__Data listing__.
--- begin ---
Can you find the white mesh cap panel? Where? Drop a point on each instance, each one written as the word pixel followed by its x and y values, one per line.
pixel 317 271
--- end ---
--- begin ---
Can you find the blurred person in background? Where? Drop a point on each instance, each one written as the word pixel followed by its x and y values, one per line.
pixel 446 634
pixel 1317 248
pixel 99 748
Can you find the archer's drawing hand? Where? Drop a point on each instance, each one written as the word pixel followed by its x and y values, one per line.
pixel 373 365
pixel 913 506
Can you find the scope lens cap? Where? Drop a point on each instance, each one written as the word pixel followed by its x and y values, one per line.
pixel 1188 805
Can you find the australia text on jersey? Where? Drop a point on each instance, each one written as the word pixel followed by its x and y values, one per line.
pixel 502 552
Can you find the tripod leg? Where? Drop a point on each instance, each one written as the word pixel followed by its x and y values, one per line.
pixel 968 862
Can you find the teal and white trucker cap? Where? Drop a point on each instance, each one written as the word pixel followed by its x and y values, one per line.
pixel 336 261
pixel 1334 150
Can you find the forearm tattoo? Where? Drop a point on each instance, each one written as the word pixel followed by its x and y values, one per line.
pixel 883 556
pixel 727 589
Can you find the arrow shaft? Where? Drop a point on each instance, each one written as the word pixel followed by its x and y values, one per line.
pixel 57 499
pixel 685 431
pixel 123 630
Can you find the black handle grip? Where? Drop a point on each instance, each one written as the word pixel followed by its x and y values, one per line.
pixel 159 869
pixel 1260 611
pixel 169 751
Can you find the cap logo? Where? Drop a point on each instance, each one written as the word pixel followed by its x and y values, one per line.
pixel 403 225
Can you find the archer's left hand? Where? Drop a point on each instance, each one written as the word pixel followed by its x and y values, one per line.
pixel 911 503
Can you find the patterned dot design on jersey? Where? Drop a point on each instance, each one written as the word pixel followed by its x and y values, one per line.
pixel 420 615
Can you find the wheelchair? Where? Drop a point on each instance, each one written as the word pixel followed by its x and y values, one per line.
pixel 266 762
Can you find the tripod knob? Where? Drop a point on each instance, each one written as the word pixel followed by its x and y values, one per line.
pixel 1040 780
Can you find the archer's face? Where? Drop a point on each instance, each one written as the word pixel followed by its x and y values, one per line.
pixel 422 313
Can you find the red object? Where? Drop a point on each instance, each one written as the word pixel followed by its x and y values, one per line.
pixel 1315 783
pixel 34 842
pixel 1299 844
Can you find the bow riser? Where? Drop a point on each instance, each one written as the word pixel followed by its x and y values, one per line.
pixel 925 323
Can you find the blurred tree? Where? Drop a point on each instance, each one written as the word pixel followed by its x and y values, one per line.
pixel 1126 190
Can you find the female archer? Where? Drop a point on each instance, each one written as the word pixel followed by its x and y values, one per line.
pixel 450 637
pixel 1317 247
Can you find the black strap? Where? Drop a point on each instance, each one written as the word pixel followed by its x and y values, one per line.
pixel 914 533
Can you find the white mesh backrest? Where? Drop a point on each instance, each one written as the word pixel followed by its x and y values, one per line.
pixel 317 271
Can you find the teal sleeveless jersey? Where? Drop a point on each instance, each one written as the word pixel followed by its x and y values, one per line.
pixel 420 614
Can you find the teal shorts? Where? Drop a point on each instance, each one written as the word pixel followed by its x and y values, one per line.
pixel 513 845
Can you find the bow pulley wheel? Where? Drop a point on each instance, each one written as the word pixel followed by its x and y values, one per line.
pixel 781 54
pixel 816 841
--- end ---
--- begin ---
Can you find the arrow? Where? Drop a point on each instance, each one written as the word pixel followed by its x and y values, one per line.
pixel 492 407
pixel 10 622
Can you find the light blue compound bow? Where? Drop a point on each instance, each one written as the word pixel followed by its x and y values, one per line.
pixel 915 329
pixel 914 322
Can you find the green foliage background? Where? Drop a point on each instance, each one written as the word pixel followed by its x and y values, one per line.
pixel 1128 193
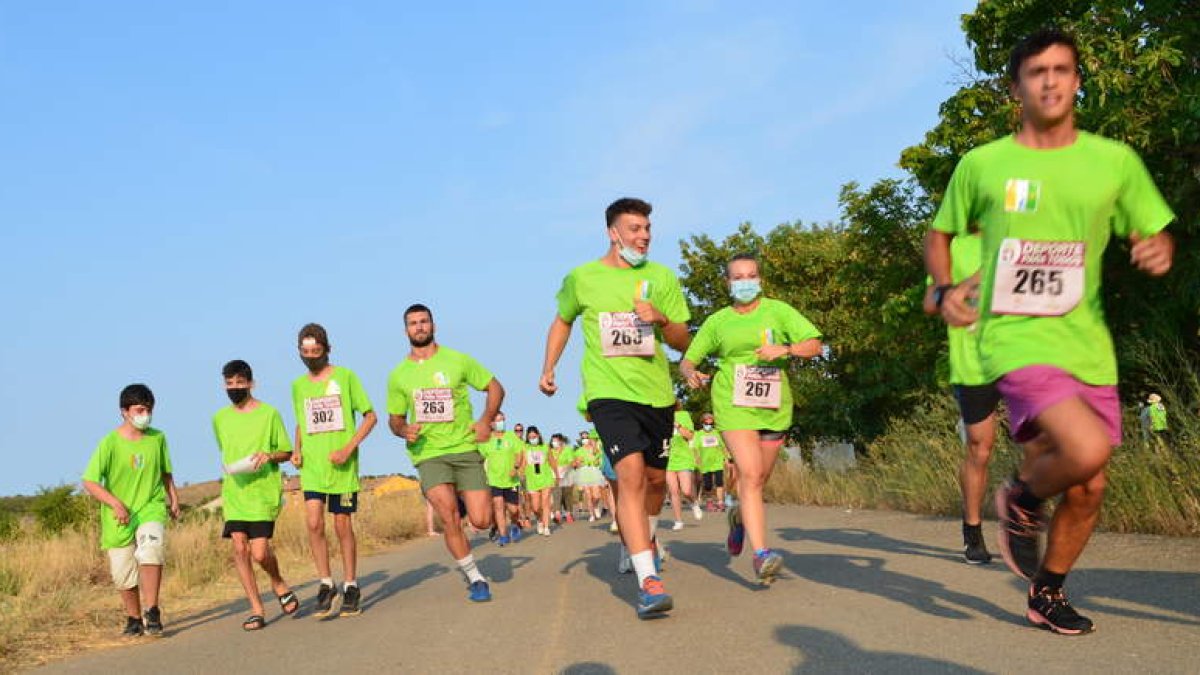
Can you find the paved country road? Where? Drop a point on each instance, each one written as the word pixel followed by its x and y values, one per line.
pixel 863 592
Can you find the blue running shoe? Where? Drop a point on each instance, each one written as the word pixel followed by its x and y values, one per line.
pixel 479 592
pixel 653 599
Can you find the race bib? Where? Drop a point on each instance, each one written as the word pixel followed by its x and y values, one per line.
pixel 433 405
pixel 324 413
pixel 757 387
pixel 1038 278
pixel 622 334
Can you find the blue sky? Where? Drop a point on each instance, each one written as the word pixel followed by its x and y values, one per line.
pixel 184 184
--- end ---
__What the exercise asks__. Could you reproduce the entries above word for word, beginning at the line that contains "Can you find the teal shorts?" and ending after the line that contains "pixel 816 841"?

__Finished answer__.
Can you find the teal shorts? Where? Drop a point on each instance, each one written as the word pixel followed by its x and y values, one per line.
pixel 513 845
Can you find the bow pulley wheel? Where? Drop a point on each instance, each one written as the word pixel followed by its x and y values, one per line.
pixel 781 54
pixel 816 841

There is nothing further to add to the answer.